▶ **Problem statement**:
Using the records below, copy out exactly the line that contains "Query: deep blue water" and every line that follows it, up to and including the last, and no others.

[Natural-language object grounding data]

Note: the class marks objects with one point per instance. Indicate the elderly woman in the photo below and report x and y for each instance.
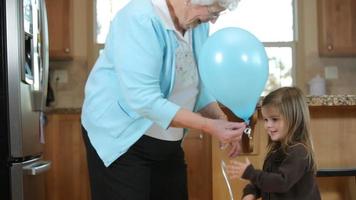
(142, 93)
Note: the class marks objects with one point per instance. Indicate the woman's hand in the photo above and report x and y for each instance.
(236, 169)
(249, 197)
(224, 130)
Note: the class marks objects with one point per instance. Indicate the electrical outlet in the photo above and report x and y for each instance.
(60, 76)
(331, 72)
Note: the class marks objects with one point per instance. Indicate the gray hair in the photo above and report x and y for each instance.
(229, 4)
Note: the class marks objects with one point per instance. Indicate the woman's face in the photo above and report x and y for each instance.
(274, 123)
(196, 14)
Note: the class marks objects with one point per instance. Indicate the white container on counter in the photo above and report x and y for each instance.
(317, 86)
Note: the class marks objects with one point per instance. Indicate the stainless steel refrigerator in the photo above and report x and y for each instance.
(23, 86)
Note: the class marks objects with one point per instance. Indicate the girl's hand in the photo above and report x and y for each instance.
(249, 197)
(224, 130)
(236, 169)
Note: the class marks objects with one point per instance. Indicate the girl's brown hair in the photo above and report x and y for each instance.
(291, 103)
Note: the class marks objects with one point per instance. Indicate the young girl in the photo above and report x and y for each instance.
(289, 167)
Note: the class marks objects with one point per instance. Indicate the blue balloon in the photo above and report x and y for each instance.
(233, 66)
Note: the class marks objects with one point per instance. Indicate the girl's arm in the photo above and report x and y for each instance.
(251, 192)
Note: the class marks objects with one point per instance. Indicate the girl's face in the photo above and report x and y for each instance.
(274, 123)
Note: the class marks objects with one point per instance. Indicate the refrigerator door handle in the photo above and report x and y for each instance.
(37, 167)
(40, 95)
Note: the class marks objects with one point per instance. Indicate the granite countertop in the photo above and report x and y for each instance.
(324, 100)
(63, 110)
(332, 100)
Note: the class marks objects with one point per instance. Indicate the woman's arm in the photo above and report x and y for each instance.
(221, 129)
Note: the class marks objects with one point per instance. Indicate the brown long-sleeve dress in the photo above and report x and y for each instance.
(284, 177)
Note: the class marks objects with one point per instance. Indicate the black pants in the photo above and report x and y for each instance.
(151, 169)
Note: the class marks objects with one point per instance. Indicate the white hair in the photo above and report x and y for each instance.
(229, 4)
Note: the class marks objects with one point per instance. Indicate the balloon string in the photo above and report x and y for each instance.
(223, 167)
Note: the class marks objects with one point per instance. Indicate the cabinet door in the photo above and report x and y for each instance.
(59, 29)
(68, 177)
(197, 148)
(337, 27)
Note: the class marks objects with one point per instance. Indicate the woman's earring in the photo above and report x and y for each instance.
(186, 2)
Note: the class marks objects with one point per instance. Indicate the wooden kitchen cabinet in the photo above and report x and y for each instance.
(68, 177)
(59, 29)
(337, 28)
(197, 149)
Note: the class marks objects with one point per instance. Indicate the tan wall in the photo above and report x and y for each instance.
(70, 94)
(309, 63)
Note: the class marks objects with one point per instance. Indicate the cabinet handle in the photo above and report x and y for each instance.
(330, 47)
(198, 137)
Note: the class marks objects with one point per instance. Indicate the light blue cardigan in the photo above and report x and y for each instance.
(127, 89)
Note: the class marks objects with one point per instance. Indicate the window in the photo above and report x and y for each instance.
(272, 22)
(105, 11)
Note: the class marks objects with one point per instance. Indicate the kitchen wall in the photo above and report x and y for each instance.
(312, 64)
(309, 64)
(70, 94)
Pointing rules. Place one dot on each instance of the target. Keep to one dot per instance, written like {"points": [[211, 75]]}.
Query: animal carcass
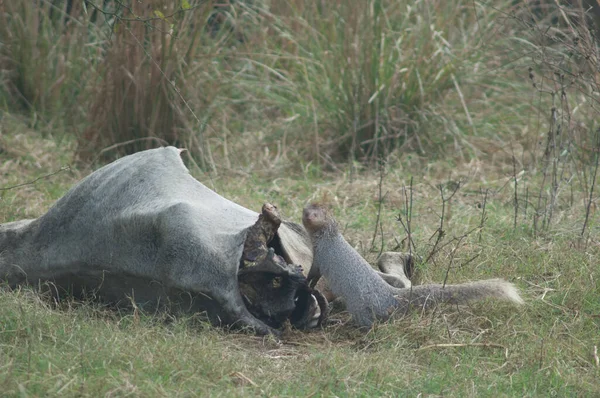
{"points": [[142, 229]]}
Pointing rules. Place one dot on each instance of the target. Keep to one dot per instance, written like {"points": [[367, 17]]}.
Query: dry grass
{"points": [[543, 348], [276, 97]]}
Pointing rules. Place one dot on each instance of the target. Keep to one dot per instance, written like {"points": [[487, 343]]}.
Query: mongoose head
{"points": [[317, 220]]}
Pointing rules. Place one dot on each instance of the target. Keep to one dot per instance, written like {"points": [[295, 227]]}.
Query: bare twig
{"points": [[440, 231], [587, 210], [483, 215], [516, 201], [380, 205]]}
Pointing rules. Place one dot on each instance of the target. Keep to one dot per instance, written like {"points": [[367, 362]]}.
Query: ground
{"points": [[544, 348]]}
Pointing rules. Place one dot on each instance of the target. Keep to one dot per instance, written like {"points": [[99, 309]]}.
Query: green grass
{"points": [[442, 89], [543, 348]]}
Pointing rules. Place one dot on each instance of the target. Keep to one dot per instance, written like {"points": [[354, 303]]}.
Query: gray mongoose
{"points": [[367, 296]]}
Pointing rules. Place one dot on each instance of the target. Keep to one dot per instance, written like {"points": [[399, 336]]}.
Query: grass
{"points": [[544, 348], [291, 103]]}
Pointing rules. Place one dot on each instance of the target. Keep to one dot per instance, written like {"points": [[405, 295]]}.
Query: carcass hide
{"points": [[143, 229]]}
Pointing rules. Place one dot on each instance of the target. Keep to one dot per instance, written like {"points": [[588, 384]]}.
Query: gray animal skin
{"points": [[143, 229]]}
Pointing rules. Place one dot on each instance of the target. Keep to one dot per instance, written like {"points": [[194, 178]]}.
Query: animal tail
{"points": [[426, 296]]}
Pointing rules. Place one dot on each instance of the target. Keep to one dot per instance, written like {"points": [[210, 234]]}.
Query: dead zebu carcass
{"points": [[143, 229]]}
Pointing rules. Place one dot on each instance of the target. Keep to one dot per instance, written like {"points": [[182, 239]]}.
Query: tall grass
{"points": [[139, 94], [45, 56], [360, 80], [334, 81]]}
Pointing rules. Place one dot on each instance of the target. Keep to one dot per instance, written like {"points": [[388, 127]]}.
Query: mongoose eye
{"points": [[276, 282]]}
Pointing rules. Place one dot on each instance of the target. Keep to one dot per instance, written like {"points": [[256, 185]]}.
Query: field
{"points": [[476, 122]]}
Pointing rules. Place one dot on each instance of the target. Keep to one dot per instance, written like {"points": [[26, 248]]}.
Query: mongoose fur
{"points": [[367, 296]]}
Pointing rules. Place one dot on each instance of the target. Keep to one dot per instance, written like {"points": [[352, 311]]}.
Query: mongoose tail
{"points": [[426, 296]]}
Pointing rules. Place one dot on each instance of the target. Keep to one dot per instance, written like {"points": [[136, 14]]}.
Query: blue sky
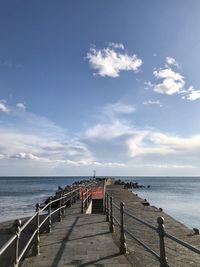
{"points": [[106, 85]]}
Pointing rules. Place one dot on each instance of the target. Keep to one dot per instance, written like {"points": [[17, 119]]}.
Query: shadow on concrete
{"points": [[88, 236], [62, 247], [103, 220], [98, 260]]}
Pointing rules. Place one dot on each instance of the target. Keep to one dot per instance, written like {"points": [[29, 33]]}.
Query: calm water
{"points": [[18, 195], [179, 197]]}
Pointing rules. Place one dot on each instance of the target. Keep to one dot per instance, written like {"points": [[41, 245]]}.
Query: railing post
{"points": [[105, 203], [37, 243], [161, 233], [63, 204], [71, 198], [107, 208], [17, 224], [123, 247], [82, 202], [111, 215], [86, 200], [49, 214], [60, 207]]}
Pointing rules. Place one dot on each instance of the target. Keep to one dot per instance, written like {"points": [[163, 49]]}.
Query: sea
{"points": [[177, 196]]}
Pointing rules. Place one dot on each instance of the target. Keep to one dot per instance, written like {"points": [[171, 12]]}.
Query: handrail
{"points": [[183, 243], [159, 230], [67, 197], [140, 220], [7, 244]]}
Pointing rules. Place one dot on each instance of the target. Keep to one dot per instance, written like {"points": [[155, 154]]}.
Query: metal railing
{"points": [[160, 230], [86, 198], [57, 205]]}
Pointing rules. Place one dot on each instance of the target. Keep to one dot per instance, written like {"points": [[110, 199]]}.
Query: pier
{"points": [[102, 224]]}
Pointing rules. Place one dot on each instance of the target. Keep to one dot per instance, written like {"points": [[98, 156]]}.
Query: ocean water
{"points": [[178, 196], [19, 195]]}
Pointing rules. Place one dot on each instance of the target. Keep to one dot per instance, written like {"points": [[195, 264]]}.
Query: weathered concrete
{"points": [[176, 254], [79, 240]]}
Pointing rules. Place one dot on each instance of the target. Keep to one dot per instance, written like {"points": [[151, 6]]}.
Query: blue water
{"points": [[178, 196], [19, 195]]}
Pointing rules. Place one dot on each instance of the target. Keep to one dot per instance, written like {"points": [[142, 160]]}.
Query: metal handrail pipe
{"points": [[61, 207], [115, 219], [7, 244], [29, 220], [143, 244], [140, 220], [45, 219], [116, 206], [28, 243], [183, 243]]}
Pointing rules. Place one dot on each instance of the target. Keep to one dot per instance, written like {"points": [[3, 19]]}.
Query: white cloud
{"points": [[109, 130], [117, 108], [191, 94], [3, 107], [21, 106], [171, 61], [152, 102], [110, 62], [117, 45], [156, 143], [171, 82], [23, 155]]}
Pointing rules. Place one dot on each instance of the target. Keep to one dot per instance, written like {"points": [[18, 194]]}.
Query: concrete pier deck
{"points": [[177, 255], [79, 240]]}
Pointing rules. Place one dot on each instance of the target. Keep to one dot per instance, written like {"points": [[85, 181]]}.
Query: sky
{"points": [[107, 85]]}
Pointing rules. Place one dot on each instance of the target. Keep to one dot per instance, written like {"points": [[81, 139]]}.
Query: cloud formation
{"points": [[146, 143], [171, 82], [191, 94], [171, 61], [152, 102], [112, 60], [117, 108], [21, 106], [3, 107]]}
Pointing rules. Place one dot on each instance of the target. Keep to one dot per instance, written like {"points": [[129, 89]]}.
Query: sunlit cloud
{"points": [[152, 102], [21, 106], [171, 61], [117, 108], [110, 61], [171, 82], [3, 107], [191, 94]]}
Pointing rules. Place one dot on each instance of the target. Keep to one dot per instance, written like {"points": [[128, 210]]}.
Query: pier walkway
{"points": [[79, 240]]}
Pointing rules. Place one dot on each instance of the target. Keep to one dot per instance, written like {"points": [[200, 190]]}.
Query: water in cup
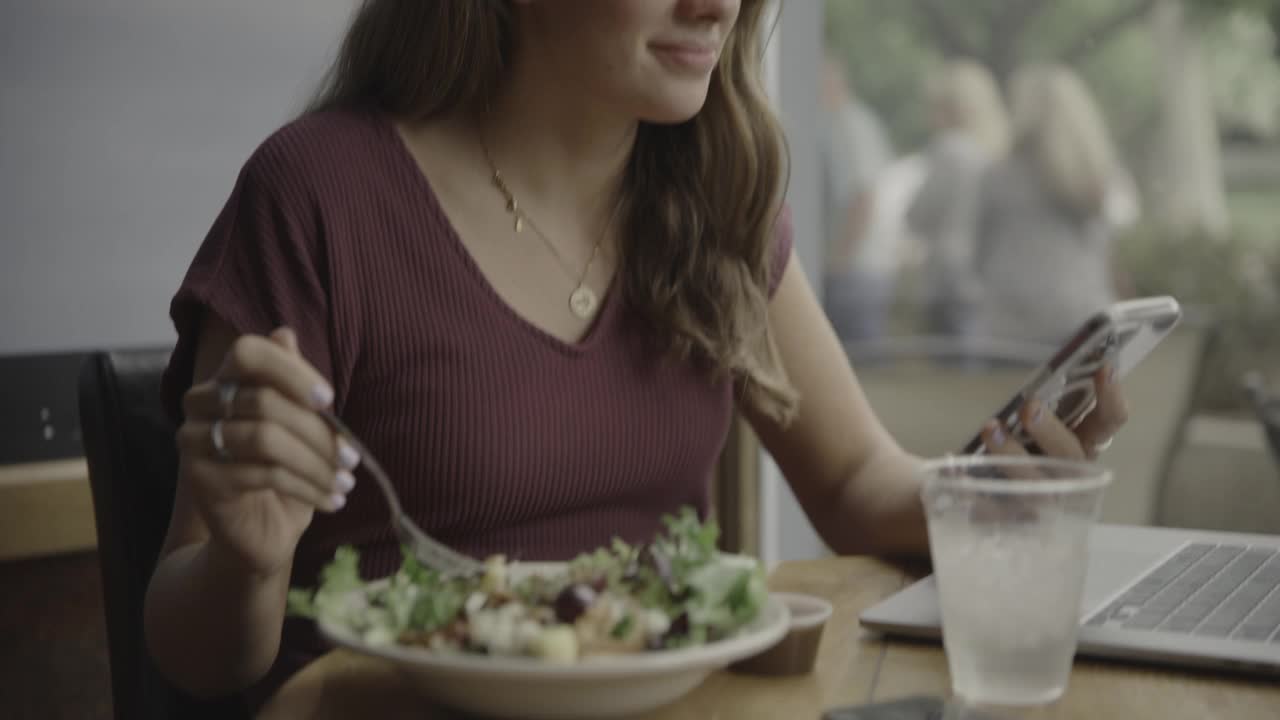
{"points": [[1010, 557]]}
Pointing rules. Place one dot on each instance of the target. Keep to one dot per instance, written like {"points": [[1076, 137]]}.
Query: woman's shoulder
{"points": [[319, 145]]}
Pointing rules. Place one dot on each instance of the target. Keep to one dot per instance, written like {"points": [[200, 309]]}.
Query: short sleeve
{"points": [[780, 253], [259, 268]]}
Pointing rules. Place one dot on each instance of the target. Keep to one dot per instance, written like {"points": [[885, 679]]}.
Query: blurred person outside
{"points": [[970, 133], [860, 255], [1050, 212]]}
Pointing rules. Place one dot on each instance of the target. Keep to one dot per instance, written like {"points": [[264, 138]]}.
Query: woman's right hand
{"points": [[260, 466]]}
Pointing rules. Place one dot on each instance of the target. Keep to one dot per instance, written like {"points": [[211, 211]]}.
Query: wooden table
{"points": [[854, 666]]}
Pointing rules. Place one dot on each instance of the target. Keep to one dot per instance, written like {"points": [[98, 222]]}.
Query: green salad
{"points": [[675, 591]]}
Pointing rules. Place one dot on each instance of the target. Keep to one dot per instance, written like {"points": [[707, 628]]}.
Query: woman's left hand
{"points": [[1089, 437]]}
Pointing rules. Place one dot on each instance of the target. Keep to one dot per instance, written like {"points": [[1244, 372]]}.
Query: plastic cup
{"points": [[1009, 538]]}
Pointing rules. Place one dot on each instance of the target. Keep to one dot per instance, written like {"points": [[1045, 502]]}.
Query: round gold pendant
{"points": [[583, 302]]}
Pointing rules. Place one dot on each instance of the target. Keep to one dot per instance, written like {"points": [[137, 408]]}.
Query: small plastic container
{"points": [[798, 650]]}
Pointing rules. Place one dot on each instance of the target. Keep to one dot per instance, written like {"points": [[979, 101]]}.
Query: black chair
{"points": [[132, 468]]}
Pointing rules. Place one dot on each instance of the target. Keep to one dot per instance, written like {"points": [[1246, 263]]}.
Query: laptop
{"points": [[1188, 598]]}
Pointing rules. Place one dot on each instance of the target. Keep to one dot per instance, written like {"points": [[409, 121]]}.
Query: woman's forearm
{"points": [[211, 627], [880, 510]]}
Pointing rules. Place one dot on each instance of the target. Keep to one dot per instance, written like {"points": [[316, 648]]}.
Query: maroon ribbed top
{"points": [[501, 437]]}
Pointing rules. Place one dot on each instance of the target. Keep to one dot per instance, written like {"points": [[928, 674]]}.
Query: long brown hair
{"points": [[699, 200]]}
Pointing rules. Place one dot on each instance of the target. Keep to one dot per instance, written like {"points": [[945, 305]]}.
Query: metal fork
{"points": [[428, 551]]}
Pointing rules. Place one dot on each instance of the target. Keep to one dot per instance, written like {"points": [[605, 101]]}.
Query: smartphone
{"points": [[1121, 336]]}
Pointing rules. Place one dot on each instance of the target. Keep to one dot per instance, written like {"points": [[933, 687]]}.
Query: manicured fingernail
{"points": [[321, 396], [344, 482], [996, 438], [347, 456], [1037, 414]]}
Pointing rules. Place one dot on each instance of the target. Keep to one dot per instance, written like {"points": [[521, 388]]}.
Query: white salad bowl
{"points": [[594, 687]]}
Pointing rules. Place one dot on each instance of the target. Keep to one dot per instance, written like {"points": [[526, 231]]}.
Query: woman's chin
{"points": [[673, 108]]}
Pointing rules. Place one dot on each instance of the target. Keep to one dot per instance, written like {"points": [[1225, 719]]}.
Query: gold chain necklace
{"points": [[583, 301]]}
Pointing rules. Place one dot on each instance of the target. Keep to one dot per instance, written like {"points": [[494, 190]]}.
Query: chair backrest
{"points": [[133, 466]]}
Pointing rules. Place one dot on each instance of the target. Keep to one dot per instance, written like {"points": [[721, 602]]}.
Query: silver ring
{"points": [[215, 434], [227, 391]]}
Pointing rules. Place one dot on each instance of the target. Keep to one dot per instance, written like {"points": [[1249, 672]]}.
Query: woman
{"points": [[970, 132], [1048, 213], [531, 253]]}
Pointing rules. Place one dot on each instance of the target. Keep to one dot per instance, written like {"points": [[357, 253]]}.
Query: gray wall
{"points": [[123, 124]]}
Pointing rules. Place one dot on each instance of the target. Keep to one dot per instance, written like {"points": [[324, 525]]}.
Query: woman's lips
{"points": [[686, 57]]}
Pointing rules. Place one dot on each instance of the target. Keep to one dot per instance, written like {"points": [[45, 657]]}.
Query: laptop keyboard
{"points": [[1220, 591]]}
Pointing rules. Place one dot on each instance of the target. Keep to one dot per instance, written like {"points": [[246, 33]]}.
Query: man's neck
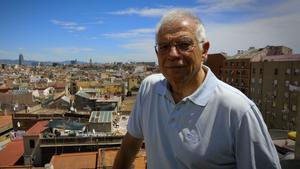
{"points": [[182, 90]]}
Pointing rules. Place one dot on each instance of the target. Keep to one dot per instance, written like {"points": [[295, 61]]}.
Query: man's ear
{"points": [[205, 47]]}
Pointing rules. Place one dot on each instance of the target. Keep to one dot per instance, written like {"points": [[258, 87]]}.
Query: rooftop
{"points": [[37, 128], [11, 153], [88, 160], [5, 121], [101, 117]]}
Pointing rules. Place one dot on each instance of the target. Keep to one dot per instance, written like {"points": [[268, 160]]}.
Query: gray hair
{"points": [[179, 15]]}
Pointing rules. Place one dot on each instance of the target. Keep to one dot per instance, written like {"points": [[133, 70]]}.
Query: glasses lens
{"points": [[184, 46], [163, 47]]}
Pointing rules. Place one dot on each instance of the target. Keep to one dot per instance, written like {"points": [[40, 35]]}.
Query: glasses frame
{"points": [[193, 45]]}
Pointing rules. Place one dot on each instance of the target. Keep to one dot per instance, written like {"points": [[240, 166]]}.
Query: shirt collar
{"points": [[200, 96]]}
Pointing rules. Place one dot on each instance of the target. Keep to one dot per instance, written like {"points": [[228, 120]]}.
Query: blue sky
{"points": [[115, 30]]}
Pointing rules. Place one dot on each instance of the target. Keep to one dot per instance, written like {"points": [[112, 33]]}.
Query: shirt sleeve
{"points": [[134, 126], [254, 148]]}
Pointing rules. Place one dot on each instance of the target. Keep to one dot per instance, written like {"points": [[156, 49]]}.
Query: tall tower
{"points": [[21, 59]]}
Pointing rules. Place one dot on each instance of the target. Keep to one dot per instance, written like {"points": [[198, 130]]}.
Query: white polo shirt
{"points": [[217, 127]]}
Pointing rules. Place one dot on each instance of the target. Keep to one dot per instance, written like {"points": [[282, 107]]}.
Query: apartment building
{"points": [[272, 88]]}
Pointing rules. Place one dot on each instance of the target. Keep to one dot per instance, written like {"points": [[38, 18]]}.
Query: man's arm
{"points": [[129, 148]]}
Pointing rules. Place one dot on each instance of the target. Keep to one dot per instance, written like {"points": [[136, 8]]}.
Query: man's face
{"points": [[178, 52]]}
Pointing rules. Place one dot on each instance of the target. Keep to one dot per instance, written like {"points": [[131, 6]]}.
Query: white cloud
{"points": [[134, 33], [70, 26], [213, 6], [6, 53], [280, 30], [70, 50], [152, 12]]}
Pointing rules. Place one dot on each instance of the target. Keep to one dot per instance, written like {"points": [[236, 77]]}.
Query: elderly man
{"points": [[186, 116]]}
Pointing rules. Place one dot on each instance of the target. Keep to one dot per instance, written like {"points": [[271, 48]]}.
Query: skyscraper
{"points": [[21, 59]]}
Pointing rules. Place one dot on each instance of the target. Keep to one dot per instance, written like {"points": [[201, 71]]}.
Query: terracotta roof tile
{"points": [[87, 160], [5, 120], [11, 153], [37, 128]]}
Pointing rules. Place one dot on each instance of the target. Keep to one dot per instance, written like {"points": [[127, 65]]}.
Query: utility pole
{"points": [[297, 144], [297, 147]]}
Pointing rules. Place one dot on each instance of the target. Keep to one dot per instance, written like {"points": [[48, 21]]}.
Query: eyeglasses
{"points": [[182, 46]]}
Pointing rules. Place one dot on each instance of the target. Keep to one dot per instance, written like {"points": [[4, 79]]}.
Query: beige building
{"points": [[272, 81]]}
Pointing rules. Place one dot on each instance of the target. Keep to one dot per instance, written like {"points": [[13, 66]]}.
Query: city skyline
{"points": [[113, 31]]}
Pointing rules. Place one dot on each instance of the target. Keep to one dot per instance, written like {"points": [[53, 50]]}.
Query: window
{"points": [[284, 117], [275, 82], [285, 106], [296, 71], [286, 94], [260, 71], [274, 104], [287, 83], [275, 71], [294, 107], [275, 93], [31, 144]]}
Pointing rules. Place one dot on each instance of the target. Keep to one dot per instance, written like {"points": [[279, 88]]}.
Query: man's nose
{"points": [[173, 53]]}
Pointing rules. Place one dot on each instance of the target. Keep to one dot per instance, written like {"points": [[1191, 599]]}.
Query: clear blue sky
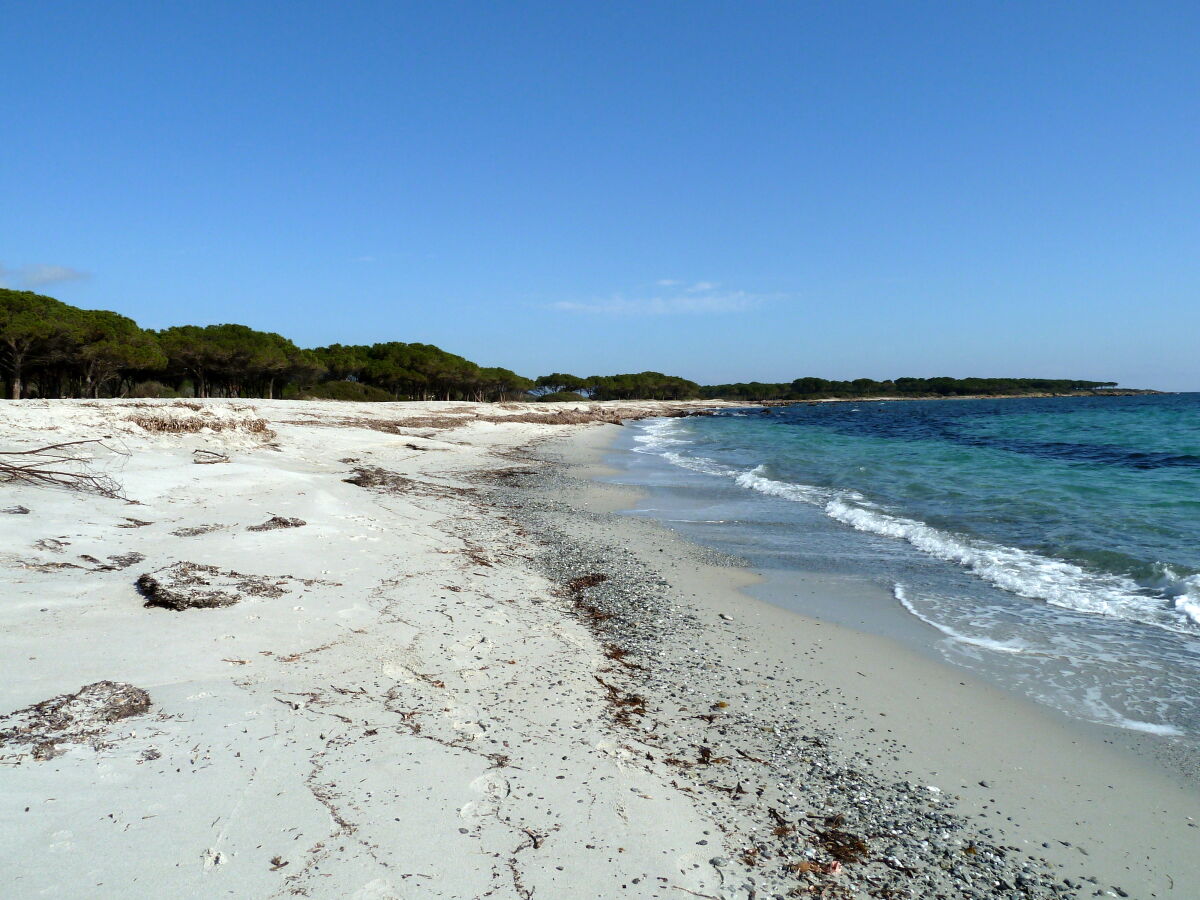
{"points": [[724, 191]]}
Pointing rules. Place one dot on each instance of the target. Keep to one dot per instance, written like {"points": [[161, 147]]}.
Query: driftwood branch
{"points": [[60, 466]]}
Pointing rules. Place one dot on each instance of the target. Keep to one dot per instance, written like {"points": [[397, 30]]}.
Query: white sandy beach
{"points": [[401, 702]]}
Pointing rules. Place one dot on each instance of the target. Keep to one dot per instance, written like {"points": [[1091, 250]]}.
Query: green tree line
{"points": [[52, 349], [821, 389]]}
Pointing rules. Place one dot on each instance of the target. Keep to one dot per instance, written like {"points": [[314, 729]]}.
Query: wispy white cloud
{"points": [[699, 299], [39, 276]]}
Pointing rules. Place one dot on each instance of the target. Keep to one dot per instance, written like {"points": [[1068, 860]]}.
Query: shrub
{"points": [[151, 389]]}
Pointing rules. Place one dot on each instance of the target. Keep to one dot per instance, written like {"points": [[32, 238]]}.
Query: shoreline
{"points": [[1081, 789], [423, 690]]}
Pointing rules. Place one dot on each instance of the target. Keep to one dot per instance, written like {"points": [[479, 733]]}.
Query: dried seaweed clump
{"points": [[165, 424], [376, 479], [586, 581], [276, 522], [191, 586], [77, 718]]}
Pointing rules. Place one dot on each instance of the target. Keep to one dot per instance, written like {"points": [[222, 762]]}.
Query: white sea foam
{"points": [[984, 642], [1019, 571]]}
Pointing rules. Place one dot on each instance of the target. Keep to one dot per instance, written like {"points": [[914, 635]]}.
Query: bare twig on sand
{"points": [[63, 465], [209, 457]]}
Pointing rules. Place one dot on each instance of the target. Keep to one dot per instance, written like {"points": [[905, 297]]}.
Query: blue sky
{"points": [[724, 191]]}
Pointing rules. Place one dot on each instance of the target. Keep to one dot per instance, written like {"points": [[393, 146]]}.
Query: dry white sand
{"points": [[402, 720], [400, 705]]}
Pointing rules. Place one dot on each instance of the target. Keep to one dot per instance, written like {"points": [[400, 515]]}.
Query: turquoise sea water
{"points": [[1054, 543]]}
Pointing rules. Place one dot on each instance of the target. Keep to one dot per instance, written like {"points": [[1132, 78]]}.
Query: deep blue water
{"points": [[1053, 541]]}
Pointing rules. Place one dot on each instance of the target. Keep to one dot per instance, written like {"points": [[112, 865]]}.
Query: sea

▶ **Your response**:
Query: deep blue water
{"points": [[1053, 541]]}
Pointing rules. Place one dot on each instance of the target. Keep to one dot per instance, written like {"points": [[112, 865]]}.
Query: sea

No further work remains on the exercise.